### Record excerpts

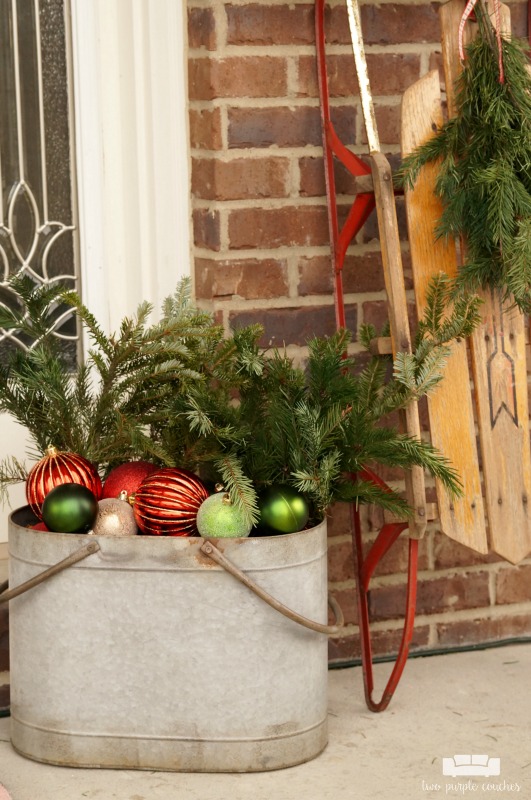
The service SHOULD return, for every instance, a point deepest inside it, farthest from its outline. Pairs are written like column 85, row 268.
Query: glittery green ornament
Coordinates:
column 69, row 508
column 218, row 517
column 283, row 509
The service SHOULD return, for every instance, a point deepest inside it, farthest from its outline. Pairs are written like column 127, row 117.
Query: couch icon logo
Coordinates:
column 459, row 765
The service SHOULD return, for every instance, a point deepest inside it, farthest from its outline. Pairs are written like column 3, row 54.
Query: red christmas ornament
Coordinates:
column 167, row 502
column 126, row 478
column 56, row 468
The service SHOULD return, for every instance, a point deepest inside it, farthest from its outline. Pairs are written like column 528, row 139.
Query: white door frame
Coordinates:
column 132, row 152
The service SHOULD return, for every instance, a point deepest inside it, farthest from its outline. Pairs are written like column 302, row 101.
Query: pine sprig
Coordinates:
column 181, row 393
column 484, row 172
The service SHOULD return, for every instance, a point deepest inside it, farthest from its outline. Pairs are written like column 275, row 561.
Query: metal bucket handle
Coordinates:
column 208, row 549
column 216, row 555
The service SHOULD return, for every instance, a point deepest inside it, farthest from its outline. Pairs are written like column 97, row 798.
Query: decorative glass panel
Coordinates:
column 37, row 223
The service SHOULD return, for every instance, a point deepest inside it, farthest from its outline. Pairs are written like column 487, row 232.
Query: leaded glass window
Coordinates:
column 37, row 203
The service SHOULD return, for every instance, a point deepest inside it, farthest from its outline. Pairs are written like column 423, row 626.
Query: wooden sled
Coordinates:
column 494, row 510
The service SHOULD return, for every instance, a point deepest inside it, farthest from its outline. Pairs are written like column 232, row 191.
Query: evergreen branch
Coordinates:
column 239, row 487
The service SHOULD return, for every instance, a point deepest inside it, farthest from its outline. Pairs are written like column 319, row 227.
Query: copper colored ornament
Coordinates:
column 167, row 502
column 55, row 469
column 115, row 518
column 126, row 478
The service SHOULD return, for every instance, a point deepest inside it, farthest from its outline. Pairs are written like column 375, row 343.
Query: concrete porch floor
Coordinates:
column 463, row 703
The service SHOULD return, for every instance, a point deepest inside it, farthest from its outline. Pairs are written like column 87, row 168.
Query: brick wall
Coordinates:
column 261, row 253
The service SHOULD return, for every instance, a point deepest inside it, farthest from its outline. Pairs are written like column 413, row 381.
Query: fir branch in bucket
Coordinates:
column 181, row 393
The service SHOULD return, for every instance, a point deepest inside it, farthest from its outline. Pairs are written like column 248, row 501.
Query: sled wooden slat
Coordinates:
column 399, row 324
column 450, row 405
column 500, row 381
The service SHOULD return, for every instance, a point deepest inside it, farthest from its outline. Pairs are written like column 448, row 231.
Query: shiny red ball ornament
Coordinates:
column 56, row 468
column 167, row 502
column 126, row 478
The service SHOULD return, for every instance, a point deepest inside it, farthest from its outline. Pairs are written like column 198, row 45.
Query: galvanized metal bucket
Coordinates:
column 147, row 654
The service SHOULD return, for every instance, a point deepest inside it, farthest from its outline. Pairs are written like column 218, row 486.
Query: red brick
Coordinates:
column 312, row 178
column 362, row 273
column 291, row 325
column 260, row 24
column 205, row 129
column 389, row 74
column 347, row 648
column 387, row 23
column 315, row 275
column 286, row 127
column 519, row 19
column 340, row 562
column 240, row 179
column 206, row 229
column 375, row 312
column 477, row 631
column 396, row 560
column 513, row 585
column 339, row 520
column 348, row 602
column 242, row 76
column 443, row 594
column 251, row 279
column 291, row 226
column 201, row 28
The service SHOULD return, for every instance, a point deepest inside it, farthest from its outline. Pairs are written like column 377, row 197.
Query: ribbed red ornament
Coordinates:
column 167, row 502
column 126, row 478
column 56, row 468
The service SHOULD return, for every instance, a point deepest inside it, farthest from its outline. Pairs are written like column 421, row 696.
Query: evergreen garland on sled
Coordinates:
column 484, row 177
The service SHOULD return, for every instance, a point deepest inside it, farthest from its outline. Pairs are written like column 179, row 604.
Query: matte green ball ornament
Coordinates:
column 283, row 509
column 69, row 508
column 219, row 518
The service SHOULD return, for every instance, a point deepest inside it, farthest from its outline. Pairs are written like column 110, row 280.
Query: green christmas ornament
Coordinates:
column 218, row 517
column 69, row 508
column 283, row 509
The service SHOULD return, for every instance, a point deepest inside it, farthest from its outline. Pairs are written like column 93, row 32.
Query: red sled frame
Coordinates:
column 340, row 238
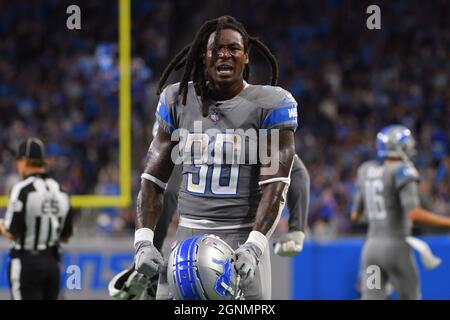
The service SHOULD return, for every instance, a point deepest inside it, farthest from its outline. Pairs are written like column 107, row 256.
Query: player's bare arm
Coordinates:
column 273, row 197
column 159, row 165
column 4, row 232
column 272, row 193
column 157, row 171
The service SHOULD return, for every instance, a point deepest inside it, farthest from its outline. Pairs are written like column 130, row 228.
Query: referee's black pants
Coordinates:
column 34, row 276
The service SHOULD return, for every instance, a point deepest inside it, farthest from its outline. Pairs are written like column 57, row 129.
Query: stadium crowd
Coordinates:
column 349, row 81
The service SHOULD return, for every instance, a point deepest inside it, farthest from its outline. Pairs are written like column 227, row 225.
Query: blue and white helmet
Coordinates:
column 201, row 268
column 396, row 141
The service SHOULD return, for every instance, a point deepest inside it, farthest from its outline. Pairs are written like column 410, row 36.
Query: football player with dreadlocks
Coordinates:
column 240, row 203
column 388, row 192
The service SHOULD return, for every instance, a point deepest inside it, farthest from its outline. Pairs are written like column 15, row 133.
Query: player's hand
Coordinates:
column 148, row 260
column 289, row 244
column 246, row 259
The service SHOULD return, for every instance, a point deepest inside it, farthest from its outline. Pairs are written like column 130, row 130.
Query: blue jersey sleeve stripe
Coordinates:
column 281, row 115
column 164, row 114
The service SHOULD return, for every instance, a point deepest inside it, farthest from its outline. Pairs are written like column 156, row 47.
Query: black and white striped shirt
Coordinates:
column 38, row 214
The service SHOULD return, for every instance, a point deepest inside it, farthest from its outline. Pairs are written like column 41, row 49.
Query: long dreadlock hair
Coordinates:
column 191, row 58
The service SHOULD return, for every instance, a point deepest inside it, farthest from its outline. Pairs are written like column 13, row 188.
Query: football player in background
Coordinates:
column 388, row 191
column 240, row 203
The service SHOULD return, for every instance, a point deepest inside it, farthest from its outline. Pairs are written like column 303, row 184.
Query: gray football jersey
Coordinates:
column 380, row 185
column 220, row 174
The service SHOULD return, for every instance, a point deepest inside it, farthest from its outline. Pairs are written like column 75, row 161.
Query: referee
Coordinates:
column 38, row 218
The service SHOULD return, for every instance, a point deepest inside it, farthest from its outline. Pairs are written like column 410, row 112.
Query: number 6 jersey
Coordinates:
column 220, row 153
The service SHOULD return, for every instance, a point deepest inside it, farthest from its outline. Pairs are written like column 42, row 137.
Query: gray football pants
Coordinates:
column 397, row 266
column 260, row 289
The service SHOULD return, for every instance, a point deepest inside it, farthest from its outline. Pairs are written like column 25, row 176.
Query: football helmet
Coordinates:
column 396, row 141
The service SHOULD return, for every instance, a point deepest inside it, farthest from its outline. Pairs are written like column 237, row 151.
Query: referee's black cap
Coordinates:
column 31, row 148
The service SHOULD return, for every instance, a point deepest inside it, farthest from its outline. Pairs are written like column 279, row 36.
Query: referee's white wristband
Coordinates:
column 143, row 234
column 258, row 239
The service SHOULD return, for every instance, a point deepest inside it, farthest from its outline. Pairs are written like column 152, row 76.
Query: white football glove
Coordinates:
column 246, row 259
column 289, row 244
column 148, row 260
column 131, row 285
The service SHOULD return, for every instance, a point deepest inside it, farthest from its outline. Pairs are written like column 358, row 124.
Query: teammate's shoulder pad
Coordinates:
column 407, row 170
column 406, row 173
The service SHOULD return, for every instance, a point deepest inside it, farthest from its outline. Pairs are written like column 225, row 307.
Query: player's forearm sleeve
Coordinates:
column 409, row 196
column 298, row 196
column 358, row 204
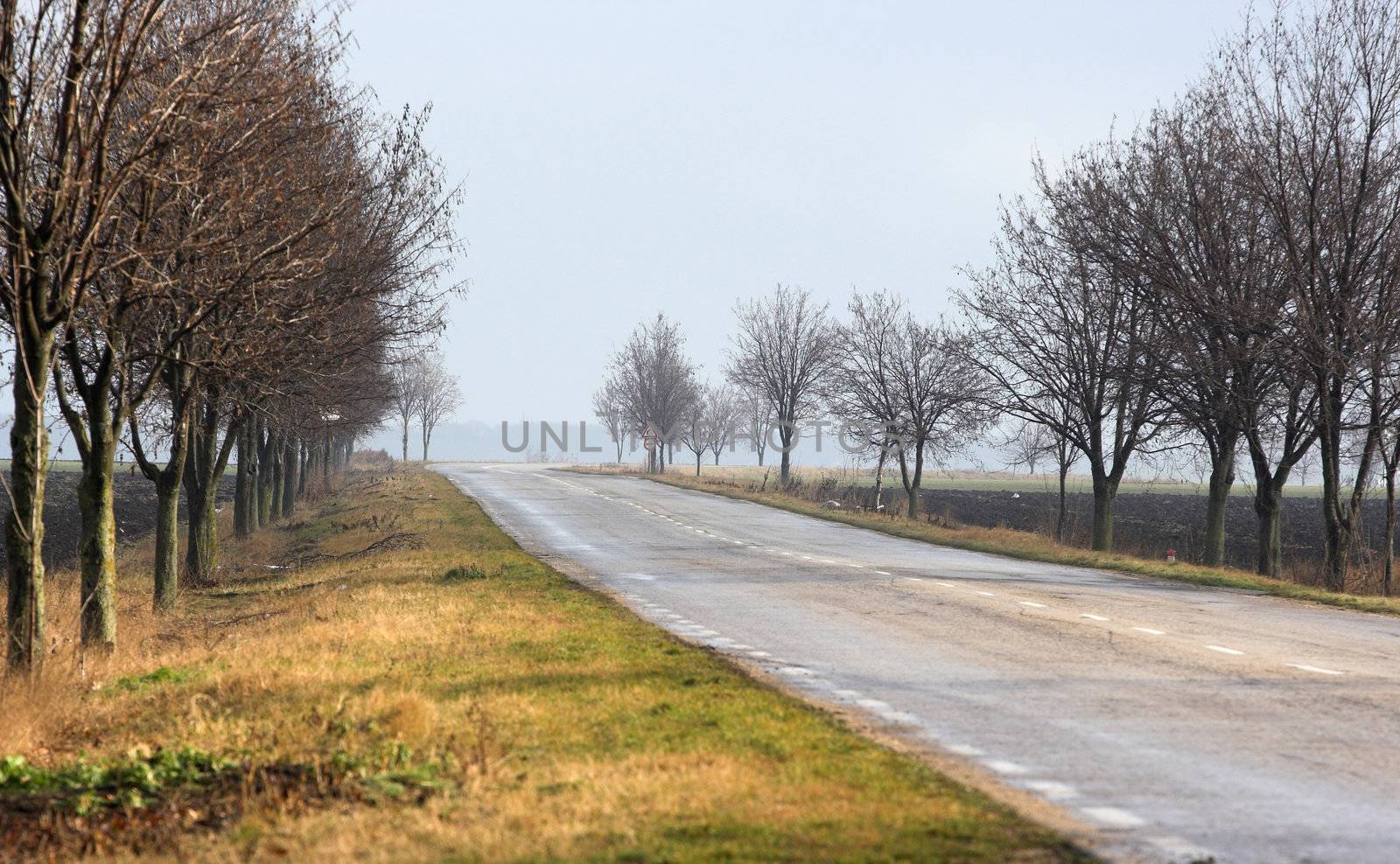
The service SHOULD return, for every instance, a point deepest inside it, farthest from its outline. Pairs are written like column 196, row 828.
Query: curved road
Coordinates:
column 1180, row 721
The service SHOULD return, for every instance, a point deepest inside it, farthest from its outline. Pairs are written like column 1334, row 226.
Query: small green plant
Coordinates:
column 466, row 572
column 160, row 675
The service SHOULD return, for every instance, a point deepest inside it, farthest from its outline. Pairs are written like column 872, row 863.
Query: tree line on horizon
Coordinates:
column 1224, row 277
column 214, row 247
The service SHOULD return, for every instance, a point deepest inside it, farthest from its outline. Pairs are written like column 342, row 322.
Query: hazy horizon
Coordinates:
column 625, row 158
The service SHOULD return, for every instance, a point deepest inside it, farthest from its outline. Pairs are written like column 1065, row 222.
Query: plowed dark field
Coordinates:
column 135, row 501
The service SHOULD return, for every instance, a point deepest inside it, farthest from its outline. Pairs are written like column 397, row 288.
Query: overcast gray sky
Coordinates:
column 622, row 158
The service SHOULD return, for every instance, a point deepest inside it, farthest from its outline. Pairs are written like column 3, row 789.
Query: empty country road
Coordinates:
column 1183, row 723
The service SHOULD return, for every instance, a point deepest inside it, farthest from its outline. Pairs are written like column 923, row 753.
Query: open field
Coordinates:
column 133, row 499
column 990, row 481
column 1032, row 547
column 413, row 686
column 1150, row 516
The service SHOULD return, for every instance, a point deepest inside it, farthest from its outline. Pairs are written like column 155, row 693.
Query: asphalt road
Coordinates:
column 1180, row 721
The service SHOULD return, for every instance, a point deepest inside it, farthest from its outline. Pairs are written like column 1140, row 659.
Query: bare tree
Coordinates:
column 781, row 352
column 406, row 375
column 1316, row 121
column 1064, row 334
column 609, row 408
column 755, row 422
column 1028, row 443
column 721, row 418
column 438, row 396
column 655, row 383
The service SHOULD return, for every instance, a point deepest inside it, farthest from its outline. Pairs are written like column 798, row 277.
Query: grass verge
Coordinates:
column 447, row 696
column 1033, row 547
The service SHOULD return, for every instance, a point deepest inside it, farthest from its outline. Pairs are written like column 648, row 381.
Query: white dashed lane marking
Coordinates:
column 1222, row 649
column 1315, row 668
column 1113, row 817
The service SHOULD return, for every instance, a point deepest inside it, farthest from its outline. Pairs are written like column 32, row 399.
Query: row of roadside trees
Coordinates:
column 1224, row 277
column 212, row 245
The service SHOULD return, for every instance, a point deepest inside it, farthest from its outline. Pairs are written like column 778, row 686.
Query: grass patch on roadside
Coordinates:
column 1033, row 547
column 450, row 698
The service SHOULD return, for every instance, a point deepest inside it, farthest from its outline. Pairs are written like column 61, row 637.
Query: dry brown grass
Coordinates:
column 548, row 721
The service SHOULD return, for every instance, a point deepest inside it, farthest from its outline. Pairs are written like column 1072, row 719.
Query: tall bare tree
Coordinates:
column 1064, row 334
column 1316, row 119
column 438, row 396
column 655, row 382
column 781, row 350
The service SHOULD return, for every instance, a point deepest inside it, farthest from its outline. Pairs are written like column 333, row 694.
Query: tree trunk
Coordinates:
column 786, row 463
column 1269, row 508
column 1388, row 579
column 203, row 467
column 167, row 543
column 1336, row 529
column 167, row 480
column 244, row 506
column 912, row 484
column 1105, row 490
column 24, row 527
column 1217, row 504
column 263, row 441
column 1060, row 516
column 879, row 478
column 289, row 477
column 97, row 550
column 276, row 470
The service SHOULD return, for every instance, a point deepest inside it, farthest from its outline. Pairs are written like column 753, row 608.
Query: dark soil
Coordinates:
column 133, row 499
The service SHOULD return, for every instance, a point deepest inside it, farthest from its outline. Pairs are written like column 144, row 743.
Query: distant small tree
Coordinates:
column 1028, row 445
column 781, row 352
column 406, row 376
column 609, row 408
column 438, row 397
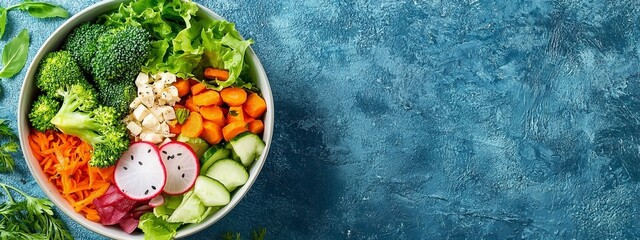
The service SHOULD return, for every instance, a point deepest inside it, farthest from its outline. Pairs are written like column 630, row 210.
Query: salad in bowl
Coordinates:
column 146, row 119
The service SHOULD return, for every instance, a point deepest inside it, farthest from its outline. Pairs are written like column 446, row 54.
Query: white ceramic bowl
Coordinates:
column 28, row 94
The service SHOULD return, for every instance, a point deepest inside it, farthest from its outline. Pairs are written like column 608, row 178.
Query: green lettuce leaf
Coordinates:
column 157, row 228
column 223, row 49
column 184, row 43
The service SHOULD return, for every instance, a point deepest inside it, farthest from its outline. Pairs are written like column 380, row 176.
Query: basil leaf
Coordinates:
column 3, row 20
column 14, row 55
column 43, row 10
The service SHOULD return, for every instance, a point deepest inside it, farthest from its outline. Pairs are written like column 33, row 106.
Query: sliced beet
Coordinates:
column 129, row 224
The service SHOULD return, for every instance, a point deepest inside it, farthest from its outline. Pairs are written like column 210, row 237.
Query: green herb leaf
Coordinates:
column 182, row 114
column 3, row 21
column 156, row 227
column 31, row 218
column 14, row 55
column 42, row 9
column 10, row 146
column 5, row 130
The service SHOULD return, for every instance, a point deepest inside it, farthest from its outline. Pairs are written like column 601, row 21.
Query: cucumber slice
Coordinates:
column 216, row 152
column 170, row 204
column 228, row 172
column 198, row 145
column 247, row 147
column 190, row 210
column 211, row 192
column 206, row 165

### Description of the task
Show, from the entries above, every line that includes the string "ornament".

### Response to the exercise
Query: glittery green ornament
Query: red christmas ornament
Query: copper colored ornament
Query: shiny red ball ornament
Query: ribbed red ornament
Query: matte green ball ornament
Query: green christmas ornament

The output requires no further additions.